Written instruction:
Set down exactly, and only, the lines from the one with "the white pillow" to the final line of the entries, both included.

[Data start]

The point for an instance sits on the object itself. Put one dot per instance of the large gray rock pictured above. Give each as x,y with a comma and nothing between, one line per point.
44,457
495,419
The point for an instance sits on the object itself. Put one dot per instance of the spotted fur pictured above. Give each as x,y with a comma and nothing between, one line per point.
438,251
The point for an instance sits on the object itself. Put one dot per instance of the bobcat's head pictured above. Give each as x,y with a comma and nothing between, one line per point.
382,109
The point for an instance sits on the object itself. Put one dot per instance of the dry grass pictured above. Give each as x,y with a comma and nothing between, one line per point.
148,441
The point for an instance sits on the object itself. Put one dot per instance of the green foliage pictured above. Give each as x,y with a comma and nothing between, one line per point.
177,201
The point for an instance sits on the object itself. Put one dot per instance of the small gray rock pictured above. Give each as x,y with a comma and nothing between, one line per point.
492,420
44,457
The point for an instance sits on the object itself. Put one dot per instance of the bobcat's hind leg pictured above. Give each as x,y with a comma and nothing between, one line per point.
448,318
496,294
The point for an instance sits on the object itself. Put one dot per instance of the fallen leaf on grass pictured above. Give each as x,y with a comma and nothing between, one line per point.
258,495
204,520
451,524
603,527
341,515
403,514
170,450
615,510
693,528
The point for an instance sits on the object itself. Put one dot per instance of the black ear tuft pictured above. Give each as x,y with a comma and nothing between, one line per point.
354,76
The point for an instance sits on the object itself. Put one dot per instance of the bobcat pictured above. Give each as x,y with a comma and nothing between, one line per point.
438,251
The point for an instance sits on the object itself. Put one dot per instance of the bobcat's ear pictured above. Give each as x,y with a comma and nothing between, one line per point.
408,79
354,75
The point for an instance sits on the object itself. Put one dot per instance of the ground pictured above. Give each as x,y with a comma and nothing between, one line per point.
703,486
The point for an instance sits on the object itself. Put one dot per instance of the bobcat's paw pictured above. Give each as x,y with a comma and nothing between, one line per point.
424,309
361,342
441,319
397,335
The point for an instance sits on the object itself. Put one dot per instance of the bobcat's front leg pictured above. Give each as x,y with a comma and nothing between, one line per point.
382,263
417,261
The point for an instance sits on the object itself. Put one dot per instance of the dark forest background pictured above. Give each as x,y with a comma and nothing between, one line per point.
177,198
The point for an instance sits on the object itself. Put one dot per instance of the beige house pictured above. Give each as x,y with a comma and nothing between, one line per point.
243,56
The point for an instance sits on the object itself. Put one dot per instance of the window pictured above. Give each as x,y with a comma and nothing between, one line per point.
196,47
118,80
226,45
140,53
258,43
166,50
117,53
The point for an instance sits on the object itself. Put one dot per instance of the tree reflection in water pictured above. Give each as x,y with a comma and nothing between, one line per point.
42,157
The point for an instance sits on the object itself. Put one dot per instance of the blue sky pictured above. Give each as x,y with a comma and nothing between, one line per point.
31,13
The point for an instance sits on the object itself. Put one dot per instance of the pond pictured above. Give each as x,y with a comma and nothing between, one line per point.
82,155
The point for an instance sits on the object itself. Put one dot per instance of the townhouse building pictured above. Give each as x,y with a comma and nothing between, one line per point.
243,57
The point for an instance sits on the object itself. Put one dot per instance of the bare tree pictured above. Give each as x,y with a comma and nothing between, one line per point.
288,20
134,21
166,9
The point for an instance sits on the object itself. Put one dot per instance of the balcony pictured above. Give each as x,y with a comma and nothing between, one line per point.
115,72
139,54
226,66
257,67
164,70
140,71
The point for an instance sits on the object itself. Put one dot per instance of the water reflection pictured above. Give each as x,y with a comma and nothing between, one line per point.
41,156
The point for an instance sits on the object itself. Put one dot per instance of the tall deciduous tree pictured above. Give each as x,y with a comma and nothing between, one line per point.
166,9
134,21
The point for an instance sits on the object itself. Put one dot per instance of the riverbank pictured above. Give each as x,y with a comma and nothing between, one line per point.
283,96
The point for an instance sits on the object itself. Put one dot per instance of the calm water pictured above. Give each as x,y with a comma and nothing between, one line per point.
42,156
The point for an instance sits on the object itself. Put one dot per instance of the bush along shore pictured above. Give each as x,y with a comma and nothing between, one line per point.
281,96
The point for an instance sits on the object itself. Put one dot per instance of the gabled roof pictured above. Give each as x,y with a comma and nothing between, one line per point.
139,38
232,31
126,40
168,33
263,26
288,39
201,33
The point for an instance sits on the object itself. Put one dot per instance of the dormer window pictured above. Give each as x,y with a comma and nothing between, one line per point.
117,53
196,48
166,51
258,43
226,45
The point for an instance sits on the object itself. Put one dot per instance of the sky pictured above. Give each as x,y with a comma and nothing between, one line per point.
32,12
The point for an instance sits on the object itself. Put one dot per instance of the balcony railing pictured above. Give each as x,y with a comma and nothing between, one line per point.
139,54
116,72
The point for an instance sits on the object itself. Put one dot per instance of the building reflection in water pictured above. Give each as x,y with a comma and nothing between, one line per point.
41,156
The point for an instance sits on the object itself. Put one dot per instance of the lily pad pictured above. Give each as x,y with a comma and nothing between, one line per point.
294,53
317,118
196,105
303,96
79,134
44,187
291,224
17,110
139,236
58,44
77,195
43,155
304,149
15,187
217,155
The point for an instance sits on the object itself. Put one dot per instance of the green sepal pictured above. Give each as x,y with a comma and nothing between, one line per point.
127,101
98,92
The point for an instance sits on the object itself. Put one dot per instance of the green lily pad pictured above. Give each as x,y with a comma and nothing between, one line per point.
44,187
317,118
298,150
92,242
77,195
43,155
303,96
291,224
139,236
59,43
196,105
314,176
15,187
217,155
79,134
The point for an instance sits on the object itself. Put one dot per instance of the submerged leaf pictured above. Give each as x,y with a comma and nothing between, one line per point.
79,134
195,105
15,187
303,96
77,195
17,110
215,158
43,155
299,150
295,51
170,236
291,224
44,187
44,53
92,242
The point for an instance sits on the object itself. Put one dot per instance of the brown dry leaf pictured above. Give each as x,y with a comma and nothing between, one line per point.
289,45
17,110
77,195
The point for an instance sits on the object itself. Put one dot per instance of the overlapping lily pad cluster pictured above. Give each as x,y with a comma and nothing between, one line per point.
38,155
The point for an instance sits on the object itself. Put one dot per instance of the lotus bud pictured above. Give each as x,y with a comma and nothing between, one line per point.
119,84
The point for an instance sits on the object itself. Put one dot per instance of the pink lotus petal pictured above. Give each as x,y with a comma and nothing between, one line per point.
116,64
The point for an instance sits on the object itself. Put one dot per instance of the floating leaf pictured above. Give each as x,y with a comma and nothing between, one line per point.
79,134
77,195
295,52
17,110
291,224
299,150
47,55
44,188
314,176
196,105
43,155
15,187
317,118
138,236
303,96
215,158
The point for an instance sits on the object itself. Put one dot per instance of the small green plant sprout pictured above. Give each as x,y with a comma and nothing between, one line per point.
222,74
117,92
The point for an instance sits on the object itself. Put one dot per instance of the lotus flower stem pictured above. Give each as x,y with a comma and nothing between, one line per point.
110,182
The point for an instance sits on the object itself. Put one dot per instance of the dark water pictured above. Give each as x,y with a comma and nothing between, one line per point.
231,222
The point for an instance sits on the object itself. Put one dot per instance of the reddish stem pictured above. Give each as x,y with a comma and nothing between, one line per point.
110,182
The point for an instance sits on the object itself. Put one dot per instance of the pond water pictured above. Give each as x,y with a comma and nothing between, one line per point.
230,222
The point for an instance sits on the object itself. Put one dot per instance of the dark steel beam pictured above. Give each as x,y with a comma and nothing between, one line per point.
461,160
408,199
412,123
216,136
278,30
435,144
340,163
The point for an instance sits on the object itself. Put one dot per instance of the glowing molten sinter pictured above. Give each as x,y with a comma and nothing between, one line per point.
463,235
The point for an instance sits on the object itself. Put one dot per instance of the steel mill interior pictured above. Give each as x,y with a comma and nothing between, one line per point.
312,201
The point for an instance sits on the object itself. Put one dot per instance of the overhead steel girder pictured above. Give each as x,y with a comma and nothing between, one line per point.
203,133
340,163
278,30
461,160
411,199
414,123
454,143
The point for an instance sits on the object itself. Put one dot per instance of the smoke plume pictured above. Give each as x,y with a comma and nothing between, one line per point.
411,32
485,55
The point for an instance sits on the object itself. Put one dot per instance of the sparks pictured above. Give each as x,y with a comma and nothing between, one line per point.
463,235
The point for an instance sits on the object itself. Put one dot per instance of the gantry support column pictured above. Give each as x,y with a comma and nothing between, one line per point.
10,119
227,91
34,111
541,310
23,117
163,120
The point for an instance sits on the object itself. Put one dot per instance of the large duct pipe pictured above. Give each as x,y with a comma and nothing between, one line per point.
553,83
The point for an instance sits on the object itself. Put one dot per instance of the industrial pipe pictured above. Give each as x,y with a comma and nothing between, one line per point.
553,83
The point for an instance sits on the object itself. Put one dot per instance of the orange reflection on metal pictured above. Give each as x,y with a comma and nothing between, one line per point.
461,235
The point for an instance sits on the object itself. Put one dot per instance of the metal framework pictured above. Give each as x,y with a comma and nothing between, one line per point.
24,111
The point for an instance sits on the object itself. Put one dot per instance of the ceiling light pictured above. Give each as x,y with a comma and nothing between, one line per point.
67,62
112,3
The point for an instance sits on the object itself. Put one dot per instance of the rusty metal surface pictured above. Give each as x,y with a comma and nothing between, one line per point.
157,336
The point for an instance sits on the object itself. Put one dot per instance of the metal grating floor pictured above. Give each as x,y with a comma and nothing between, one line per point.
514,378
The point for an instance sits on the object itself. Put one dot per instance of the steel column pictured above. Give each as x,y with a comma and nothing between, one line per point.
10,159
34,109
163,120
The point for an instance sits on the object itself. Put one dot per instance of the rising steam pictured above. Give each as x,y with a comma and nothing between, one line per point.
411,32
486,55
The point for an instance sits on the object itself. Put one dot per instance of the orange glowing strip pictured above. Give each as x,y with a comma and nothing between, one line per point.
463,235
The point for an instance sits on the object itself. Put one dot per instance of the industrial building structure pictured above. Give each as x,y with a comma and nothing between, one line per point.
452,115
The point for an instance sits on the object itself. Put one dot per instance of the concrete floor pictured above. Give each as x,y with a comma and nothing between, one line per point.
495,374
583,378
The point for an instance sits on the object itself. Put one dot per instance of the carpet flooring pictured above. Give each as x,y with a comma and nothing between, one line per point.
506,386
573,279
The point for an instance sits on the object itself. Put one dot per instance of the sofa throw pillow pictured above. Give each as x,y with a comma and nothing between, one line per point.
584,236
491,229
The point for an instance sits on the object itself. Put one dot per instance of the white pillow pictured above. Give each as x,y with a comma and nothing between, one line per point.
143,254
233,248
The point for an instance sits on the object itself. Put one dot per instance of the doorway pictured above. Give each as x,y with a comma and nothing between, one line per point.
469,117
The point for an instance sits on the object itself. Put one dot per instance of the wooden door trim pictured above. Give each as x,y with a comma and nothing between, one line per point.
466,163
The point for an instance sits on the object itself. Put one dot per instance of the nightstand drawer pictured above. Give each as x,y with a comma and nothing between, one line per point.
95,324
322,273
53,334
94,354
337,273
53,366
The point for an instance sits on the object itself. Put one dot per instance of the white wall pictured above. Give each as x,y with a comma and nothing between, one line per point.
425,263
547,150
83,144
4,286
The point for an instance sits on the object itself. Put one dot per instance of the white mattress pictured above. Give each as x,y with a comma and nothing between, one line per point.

[Data end]

Result:
The point for an instance sits on the object itself. Put one dot per instance of the white pillow pictured above. Give each as x,y with a comma and nothing between, one line per point.
143,254
233,248
The point for an instance sits on the object itself. Put one dot per instance of the doorway pictured above. Give each as x,y with a comma and nothing between, one line per point.
469,117
The point for an instance sits on the object itself. Put one dot per instance of the wooden door trim pictured above. Give each as x,y with a comma and nothing between, one line per point.
466,163
The point for an instance sits on the object itself. Put one dot per instance of the nightstand drawer pictured above. Give each as x,y with a comma and nothing between, one line per point.
95,324
322,273
53,334
94,354
337,273
53,366
The point for an instance sits on the object itself. Put one dot per instance of the white wall pictured above. Give each as x,y with a comma and nothing between, one line per point.
425,263
547,150
83,144
4,286
The point for an instance sits on the object itself. Put one dot per instance of the white mattress pictured above. Give each as x,y with a comma and nothing between, one line per point.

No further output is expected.